TEXTE AFFICHÉ -
-----
Tout ce que dit l’Écriture au sujet d’Israël et des nations démontre que le problème du mal n’est pas, prioritairement, d’origine sociologique, ou psychologique, ou politique, mais que le péché est constitutif de l’être humain. Le mal actuel ne vient pas seulement du Diable, ou de mauvaises influences11, ou de l’ignorance : il est étroitement chevillé à toutes les facultés de la créature humaine dès sa conception — et dès l’origine de l’histoire. Ce qui n’empêche pas, par ailleurs, que l’homme soit capable de coups de génie, d’œuvres étonnantes et même d’actes d’altruisme (cf. 1 Cor 13.1-3). Mais en regard de la perfection divine et du salut éternel, tous ces exploits ne sont que vanité (voir le livre de l’Ecclésiaste).
4. Le « péché originel » est « imputé » à tous. Un théologien bien connu des évangéliques, H.C. Thiessen, a dit ceci : « Les Écritures enseignent que le péché d’Adam et Ève a constitué pécheurs toute leur postérité. Le péché d’Adam a été imputé ou porté au compte de chaque membre de la race. Nous lisons dans Rom 5.19 : “Par la désobéissance d’un seul homme beaucoup ont été rendus pécheurs.” C’est à cause du péché d’Adam que nous venons au monde avec une nature corrompue et que nous sommes sous la condamnation de Dieu (Rom 5.12 ; Éph 2.3). Comment pouvons-nous être responsables d’une nature corrompue dont nous ne sommes pas personnellement et consciemment la cause, et comment Dieu peut-il, en toute justice, mettre sur notre compte le péché d’Adam ? » L’auteur répond que l’imputation du péché originel (et de ses conséquences) à la race entière s’explique principalement par le fait qu’aux yeux de Dieu, Adam a agi en tant qu’individu, mais aussi en tant que représentant de toute la race à venir. Le Nouveau Dictionnaire Biblique fait remarquer que la première sanction du péché d’Adam, la mort physique, a déjà été appliquée sur ceux qui, d’Adam à Moïse, n’avaient pas péché de manière semblable à celle d’Adam et qui n’avaient pas encore la loi pour définir exactement le péché (Rom 5.12). Il en déduit : « Adam a agi en tant que notre représentant, il nous a engagés tous dans sa décision, tout comme le roi d’un pays ou son ambassadeur engage tous les membres de son peuple par sa signature d’un traité de paix ou d’une déclaration de guerre », et conclut : « C’est pourquoi le péché marque tous les hommes, qu’ils soient conscients et responsables ou non (enfants, aliénés, handicapés mentaux) et son « salaire » (Rom 6.23) est payé par tous12.»
-----
OBJECTIF -
Rédigez la suite du texte sur le péché originel en reprenant juste après sa dernière phrase.
-----
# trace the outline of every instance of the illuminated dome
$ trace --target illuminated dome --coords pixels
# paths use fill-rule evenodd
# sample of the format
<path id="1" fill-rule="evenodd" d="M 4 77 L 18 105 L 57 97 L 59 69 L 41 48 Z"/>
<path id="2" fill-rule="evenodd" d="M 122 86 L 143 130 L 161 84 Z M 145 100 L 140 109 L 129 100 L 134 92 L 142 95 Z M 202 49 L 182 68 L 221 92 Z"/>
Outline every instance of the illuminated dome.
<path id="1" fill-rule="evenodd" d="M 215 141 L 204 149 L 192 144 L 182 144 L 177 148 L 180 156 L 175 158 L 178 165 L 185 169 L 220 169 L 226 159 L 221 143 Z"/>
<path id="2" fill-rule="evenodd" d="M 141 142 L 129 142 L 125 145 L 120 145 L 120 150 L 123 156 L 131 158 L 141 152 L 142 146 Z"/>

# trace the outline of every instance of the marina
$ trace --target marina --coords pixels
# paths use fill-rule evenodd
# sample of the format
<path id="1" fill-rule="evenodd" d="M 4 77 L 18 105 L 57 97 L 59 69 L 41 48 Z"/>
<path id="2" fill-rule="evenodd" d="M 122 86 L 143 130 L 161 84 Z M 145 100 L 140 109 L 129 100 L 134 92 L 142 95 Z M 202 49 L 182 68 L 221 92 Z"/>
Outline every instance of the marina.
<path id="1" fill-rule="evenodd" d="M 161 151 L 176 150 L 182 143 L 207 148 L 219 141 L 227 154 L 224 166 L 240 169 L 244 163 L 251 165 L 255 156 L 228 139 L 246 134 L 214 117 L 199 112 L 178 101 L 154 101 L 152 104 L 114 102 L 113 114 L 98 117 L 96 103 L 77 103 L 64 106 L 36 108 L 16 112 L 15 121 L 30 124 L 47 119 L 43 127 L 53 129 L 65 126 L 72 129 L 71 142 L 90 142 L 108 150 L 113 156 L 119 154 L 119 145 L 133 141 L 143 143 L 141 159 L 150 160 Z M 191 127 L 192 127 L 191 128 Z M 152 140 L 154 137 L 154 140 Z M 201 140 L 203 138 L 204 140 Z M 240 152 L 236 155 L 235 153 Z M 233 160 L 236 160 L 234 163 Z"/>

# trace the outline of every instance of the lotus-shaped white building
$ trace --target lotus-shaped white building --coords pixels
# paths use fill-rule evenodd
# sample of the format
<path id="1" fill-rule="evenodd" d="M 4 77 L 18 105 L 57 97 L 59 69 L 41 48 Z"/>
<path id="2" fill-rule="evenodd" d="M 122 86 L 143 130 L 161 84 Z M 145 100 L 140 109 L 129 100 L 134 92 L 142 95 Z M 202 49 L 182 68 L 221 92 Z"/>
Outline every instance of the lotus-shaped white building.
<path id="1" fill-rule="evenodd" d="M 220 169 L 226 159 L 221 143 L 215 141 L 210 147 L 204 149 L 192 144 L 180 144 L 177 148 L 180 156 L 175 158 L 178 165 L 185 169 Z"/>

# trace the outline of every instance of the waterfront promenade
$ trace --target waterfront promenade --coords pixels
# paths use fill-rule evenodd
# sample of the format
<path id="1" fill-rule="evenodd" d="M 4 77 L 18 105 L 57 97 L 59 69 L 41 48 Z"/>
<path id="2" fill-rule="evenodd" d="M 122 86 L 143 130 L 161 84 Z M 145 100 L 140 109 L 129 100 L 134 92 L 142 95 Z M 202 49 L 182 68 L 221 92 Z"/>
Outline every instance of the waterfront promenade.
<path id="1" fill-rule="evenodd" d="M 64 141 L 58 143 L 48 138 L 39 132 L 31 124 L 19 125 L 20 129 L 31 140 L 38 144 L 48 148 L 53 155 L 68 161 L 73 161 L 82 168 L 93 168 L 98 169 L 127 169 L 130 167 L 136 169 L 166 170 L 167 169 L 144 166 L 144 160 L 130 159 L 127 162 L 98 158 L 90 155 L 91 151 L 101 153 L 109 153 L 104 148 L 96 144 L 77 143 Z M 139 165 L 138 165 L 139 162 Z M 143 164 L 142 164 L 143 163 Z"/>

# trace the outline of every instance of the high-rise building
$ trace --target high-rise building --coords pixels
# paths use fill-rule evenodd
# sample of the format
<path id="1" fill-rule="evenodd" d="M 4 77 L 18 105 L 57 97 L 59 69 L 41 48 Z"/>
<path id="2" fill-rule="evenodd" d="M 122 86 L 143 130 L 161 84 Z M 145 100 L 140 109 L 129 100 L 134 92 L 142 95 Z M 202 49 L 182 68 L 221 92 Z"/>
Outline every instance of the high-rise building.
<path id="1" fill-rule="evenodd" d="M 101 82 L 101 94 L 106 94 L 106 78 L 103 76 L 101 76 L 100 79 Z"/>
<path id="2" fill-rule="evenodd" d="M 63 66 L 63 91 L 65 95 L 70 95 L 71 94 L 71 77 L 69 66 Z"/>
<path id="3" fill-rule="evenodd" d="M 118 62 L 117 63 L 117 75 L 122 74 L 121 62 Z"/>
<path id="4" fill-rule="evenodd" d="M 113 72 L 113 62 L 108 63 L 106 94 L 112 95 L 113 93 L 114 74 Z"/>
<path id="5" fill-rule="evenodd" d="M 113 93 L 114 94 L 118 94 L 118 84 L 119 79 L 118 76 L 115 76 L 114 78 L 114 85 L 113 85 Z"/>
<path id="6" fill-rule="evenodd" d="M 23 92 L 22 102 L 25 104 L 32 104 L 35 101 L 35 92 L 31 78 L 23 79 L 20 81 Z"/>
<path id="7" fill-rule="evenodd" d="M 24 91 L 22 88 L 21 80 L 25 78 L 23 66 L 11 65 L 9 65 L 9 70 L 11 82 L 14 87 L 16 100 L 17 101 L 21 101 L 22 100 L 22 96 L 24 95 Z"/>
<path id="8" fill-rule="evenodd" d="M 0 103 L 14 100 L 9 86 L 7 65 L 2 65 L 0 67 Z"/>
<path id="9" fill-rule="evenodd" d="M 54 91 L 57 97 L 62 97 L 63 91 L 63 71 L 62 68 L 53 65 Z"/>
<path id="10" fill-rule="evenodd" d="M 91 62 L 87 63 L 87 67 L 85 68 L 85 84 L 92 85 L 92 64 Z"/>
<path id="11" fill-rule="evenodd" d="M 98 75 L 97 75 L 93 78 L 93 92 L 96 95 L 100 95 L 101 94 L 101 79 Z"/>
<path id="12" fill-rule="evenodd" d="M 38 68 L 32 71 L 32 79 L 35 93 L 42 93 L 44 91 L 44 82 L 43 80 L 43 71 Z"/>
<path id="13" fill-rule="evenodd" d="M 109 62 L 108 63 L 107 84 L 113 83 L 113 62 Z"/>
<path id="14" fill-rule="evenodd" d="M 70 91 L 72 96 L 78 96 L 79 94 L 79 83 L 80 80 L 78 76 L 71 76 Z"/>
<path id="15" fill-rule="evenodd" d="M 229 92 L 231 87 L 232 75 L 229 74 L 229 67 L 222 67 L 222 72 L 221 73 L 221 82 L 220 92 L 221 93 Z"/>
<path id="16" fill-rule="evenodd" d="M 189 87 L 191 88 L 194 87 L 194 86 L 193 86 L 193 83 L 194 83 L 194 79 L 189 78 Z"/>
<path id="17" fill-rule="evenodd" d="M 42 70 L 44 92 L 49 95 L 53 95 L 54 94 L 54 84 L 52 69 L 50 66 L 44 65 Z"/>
-----
EXERCICE CORRIGÉ -
5. Toutefois,H.C. Thiessen déjà cité rappelle que Dieu est prêt à imputer la justice de Christ à celui qui croit.« Le fait demeure qu’à cause de la désobéissance d’Adam tous ont été constitués pécheurs, et que, grâce à l’obéissance de Christ, le croyant est rendu juste. Les Écritures n’expliquent pas pleinement comment cela s’est fait, mais elles déclarent toutefois qu’il en est bien ainsi13.»
L’imputation de la justice de Christ est donc, dans la perspective de Dieu, le moyen de surmonter la tragédie du péché et de la séparation d’avec Dieu. L’œuvre de Christ et le message libérateur de l’Évangile n’ont ni sens, ni force si le parallèle entre l’œuvre d’Adam et celle du « second Adam » est aboli. Pourquoi imputer la justice, le pardon et toutes les perfections de Christ au croyant si ce dernier ne se sait pas, d’abord, profondément et irrémédiablement perdu en lui-même ?Nier le « péché originel » revient à se moquer des souffrances de Christ, comme de sa Parole.
Au-delà de la culpabilité
Considérons en effet la magistrale réhabilitation que représente l’œuvre du salut pour nous qui croyons en Christ :
– De très loin, l’amour de Dieu est venu à notre rencontre : « Mais en ceci, Dieu prouve son amour envers nous : lorsque nous étions encore des pécheurs, Christ est mort pour nous. » (Rom 5.8)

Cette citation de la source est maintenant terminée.